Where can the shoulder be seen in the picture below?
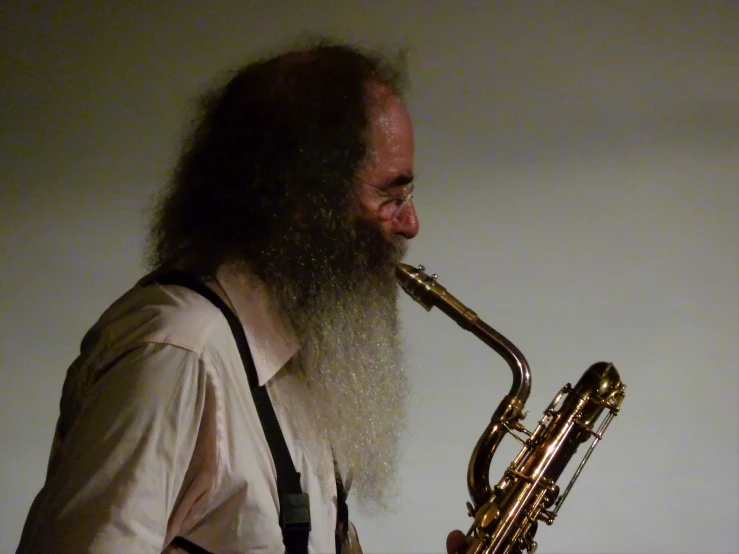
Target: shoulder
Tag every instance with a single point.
(158, 314)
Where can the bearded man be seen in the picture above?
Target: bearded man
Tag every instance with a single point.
(292, 203)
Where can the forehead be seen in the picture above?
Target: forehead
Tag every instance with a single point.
(391, 130)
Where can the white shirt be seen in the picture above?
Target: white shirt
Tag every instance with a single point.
(158, 435)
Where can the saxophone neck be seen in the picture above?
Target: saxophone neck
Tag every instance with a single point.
(425, 290)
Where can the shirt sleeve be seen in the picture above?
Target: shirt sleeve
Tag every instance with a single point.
(121, 465)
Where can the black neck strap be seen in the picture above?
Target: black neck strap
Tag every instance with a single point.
(294, 503)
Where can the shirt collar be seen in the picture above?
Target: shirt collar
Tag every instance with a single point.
(271, 341)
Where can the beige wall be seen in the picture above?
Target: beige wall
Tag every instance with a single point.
(578, 188)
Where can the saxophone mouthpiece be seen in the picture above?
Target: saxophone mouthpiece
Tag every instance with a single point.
(416, 284)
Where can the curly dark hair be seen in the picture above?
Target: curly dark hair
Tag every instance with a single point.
(282, 140)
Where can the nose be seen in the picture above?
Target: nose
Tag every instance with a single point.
(406, 222)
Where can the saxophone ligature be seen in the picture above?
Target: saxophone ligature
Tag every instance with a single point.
(506, 516)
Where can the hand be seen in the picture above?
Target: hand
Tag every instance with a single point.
(454, 541)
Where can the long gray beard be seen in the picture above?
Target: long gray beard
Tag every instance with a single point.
(353, 363)
(344, 313)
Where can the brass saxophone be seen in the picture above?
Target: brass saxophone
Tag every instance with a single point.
(506, 516)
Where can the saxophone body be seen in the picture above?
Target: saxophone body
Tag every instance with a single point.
(506, 516)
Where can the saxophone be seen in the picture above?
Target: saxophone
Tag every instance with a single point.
(506, 516)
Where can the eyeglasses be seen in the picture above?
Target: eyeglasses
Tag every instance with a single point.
(392, 202)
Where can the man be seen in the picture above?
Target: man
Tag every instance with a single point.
(292, 202)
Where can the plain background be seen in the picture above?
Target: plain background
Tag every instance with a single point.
(577, 187)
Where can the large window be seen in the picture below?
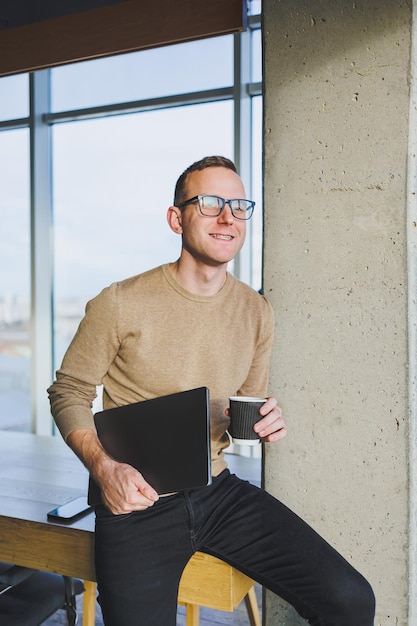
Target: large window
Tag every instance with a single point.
(110, 137)
(14, 281)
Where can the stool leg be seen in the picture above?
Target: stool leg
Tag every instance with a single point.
(252, 608)
(89, 603)
(192, 615)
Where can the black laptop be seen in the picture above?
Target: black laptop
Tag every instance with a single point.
(167, 439)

WORK REQUIRED
Without including any image, reproduce the full listing above as written.

EXERCISE ANSWER
Where can the shoulder be seen in the picture below?
Target: shoulder
Tag every instance with a single point.
(158, 314)
Where can the bearded man be seen in the picture above?
Target: bearded man
Tag every instance with a single point.
(292, 203)
Where can the forehead be seen in the picture above?
Target: forehead
Tag every instance with a single point.
(391, 130)
Where can the white shirt be seen in the picture above?
Target: white shirt
Tag every instance with a single point.
(158, 435)
Where can the saxophone neck be seen in the picture above?
Target: saxophone neck
Tag every instance with a single point.
(425, 290)
Where can the shirt sleeve be seen in the picture above?
Target: shirt sleeve
Tag every instance with a single point.
(121, 465)
Where can the black neck strap be seen in the picture above?
Target: black neck strap
Tag every instance with a single point.
(294, 503)
Where can the shirt collar be seen in the picture above?
Target: shirt collar
Tag every instance with a single point.
(271, 341)
Where can the beige wall be seen in the picture above?
Target: beige wall
Tag every instance with a single point.
(578, 188)
Where can the saxophone mouthpiece be seen in the picture above?
Target: saxophone mouthpiece
Tag every instance with a single point.
(416, 284)
Where can the curly dark hair be seen in the picture above?
Target: curly dark hair
Tag every instance with a single point.
(282, 140)
Where can the nose be seen in the picture above?
Target: nose
Tag every instance with a single point.
(406, 222)
Where can the saxophone ligature be seen in the picture above?
Target: saxophone ligature
Tag every instance with a single point.
(506, 516)
Where can the hand be seen in the picture above?
Target: hand
Tag every instance with a single point.
(454, 541)
Where can the long gray beard be seen in the picture above?
Target: long gray beard
Tag every instance with a single point.
(353, 363)
(344, 313)
Where can the brass saxophone be seen in the picture above?
Target: brass saxophone
Tag every instance with a single point.
(506, 516)
Where can the saxophone body be seen in the picture above?
Target: saxophone body
Tag every instance with a single point.
(506, 516)
Where can the saxophone be seen in the picture above?
Target: saxophone
Tag every instance with a single point.
(506, 516)
Where can the eyeglasses be seen in the picture above?
Target: eyeglasses
Tag every instance with a single point.
(392, 202)
Where can the man be seen in the picture above?
Target: man
Tag every instance with a single point.
(292, 202)
Where can the plain background be seen in the picture above?
Target: plain background
Tag every instance with a single point.
(577, 187)
Where can the large window be seen in the picture below?
Target: large window
Tag every instance with a single point.
(110, 137)
(14, 281)
Where can the stool leg be seen in the picture above?
Target: stool leg
Tag every instance with a single point.
(252, 608)
(89, 603)
(192, 615)
Where can the black laptop be seen in the picture above?
Target: black laptop
Tag every instance with a single point.
(167, 439)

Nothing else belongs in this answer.